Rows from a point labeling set
BEGIN
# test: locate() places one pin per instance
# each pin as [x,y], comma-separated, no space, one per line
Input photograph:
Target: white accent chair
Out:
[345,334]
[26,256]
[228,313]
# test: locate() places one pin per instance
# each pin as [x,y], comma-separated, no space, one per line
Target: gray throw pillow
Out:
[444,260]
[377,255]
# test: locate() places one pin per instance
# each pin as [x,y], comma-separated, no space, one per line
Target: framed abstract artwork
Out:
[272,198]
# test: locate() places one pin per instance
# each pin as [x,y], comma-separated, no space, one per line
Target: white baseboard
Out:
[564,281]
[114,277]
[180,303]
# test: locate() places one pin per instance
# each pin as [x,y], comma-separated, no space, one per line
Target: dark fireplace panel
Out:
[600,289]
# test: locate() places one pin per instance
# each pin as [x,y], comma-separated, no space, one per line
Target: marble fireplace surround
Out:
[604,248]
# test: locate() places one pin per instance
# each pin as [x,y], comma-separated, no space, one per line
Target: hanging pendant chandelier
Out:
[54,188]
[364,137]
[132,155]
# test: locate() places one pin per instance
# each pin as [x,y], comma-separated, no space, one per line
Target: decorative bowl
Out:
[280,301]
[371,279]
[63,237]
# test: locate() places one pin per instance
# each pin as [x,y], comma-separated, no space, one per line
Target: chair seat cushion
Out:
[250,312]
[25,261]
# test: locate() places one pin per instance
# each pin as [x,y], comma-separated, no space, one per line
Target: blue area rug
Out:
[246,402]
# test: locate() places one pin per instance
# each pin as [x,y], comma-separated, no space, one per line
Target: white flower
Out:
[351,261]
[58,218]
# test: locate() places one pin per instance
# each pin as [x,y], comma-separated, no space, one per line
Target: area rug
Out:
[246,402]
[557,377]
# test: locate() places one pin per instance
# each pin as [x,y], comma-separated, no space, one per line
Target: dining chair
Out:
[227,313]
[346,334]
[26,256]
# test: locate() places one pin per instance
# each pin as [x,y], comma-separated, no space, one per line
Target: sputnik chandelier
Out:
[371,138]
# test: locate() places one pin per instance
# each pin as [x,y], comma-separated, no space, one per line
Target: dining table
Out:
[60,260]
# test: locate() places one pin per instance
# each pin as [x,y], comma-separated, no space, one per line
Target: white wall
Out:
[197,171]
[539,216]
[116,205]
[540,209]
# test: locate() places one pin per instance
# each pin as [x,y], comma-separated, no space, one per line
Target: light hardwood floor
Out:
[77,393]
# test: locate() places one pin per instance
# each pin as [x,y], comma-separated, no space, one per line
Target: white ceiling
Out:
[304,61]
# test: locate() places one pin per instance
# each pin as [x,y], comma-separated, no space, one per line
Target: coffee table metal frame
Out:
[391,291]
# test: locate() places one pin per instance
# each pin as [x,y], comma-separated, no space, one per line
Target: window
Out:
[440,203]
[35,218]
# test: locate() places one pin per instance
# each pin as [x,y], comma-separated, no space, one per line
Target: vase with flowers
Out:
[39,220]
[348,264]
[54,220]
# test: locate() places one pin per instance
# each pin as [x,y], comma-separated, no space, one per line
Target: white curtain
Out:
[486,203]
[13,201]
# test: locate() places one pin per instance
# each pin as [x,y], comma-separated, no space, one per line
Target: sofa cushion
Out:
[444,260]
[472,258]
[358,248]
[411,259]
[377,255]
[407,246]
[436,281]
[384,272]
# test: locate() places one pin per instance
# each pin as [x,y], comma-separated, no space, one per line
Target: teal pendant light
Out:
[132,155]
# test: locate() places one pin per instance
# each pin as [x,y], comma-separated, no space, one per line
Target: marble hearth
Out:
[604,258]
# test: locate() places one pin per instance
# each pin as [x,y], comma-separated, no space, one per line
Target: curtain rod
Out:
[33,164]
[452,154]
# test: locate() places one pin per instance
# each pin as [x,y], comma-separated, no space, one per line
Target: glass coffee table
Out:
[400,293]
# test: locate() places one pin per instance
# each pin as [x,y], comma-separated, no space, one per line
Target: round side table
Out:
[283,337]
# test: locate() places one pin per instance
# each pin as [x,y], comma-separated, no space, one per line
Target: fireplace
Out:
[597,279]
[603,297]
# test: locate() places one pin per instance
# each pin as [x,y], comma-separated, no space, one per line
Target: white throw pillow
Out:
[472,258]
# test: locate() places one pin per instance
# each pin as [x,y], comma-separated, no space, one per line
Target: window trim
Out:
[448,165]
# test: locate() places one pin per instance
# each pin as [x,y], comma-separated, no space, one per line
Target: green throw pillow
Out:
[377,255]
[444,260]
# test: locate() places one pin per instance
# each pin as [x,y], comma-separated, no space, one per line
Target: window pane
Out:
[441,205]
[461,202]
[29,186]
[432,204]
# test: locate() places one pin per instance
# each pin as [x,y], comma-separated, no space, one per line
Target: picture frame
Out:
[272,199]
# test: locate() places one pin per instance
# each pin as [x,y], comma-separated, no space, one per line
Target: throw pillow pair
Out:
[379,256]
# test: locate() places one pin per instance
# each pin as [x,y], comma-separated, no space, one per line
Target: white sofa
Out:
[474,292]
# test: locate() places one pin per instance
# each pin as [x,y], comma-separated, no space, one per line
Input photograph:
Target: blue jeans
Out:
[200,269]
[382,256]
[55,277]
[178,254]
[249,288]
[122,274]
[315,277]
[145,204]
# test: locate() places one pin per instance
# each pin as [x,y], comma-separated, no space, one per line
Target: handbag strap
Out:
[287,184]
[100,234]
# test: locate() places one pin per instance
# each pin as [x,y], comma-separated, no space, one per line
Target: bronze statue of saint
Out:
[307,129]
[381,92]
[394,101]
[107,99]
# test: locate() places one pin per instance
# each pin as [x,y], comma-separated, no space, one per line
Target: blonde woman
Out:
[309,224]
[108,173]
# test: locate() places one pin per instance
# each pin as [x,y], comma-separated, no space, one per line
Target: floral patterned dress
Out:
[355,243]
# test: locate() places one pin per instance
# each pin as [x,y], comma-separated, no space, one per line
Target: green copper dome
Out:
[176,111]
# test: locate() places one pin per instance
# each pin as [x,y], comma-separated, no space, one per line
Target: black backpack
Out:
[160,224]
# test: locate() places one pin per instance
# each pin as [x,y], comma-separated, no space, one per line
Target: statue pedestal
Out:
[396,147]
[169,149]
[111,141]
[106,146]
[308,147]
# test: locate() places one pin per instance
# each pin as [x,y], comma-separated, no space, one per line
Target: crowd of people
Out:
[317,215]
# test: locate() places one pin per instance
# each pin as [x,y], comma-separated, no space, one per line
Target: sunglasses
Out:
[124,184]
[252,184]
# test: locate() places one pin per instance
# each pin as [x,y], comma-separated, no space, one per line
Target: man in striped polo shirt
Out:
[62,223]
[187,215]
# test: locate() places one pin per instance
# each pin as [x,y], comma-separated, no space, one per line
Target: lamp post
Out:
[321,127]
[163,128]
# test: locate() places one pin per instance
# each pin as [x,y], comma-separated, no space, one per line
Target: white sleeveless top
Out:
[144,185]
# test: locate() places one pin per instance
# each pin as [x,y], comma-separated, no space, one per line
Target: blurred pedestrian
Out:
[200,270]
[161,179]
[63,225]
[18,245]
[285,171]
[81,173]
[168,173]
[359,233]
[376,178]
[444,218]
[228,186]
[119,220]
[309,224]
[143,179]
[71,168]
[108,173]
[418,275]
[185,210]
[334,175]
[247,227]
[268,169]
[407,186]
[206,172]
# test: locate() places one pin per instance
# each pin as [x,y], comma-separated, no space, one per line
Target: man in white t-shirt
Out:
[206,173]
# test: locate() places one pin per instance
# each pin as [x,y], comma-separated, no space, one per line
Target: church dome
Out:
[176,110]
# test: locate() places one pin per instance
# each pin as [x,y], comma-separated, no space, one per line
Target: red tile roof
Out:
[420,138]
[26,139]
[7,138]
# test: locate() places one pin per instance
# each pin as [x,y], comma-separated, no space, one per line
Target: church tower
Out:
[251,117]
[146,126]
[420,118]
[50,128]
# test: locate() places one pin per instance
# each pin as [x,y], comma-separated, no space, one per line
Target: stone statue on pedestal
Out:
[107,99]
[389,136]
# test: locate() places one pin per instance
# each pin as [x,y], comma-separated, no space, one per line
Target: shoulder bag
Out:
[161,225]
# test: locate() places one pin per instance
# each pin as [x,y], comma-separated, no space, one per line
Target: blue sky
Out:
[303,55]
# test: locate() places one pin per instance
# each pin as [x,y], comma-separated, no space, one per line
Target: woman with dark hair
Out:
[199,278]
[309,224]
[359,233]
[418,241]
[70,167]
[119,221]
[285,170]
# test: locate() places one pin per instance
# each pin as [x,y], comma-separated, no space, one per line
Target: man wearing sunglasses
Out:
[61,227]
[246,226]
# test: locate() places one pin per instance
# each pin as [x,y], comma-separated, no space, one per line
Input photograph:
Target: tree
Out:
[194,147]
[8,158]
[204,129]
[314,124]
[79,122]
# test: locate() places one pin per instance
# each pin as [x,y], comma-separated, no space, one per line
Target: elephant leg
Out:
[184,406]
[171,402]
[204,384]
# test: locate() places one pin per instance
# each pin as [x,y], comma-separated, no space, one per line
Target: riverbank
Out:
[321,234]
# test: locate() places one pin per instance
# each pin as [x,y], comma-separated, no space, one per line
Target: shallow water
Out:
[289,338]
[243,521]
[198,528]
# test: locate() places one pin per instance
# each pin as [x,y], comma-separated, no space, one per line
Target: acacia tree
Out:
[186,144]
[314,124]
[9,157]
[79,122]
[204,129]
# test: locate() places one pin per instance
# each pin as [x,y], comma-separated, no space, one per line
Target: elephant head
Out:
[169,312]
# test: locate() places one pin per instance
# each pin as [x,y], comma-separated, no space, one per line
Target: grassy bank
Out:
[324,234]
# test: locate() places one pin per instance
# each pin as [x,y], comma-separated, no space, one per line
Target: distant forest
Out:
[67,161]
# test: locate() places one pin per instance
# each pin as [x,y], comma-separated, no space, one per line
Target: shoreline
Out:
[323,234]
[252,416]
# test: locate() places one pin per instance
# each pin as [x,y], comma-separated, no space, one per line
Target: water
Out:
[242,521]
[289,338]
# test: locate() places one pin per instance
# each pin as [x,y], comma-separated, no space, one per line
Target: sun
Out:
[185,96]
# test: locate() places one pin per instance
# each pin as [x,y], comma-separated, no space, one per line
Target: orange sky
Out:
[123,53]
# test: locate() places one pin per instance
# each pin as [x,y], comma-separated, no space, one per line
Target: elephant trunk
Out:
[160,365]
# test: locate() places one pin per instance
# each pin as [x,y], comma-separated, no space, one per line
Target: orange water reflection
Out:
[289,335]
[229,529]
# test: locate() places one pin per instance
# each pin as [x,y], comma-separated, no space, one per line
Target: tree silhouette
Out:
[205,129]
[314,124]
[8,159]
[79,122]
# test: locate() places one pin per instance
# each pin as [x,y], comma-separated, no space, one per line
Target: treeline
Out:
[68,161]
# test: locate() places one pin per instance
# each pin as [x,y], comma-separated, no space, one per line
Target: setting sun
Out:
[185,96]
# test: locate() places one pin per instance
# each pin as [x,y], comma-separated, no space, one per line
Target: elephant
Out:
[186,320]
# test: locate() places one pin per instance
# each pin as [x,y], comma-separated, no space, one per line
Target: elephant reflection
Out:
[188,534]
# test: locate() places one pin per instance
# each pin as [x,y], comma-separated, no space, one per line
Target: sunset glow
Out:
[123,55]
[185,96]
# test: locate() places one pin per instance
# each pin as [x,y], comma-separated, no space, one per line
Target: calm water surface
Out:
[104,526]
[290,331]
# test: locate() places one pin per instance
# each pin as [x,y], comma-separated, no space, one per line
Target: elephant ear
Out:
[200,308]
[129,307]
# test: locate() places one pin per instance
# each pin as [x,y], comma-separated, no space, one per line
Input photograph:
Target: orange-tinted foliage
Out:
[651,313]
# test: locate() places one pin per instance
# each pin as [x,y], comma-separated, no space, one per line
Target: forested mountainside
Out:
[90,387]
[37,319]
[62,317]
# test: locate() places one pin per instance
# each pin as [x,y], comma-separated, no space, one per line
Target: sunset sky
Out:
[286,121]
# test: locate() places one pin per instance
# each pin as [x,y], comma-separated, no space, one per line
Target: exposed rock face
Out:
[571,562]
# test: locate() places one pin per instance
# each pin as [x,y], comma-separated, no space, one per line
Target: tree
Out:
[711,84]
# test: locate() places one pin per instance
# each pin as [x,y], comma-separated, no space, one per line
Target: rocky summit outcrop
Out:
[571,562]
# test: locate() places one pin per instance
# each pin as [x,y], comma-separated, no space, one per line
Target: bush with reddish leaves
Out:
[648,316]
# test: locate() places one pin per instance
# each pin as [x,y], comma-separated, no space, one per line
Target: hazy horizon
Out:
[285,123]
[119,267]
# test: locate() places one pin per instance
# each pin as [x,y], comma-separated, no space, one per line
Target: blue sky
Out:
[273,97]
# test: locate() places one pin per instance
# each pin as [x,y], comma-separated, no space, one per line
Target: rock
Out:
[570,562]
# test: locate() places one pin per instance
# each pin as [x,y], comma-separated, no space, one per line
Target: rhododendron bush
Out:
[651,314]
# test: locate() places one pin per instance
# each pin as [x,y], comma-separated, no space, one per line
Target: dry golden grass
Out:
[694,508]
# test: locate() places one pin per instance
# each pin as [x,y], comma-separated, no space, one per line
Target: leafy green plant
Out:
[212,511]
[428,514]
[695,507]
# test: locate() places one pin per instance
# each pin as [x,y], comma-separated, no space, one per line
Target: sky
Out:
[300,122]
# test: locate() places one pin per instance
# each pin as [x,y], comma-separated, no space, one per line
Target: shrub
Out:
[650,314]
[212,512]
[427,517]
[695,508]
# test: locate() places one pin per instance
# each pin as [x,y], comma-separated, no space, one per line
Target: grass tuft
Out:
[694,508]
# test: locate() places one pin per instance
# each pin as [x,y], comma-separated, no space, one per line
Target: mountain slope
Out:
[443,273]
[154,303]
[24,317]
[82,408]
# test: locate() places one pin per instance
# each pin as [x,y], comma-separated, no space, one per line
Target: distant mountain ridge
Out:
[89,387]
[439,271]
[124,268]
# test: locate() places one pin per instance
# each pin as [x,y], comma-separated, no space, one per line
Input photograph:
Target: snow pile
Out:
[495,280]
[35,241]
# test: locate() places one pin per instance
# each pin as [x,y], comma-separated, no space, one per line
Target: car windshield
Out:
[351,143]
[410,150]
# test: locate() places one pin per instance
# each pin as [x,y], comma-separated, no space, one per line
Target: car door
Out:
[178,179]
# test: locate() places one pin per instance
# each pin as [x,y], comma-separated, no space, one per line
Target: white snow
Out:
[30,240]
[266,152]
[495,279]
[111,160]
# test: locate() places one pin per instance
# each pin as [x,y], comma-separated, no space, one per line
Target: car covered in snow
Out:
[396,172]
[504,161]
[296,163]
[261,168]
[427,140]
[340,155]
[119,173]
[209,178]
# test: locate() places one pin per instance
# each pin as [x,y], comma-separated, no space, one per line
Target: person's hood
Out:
END
- _PROBLEM_
Count the rows above that contain the word "pillow" and give only that number.

- _ANSWER IN FULL_
4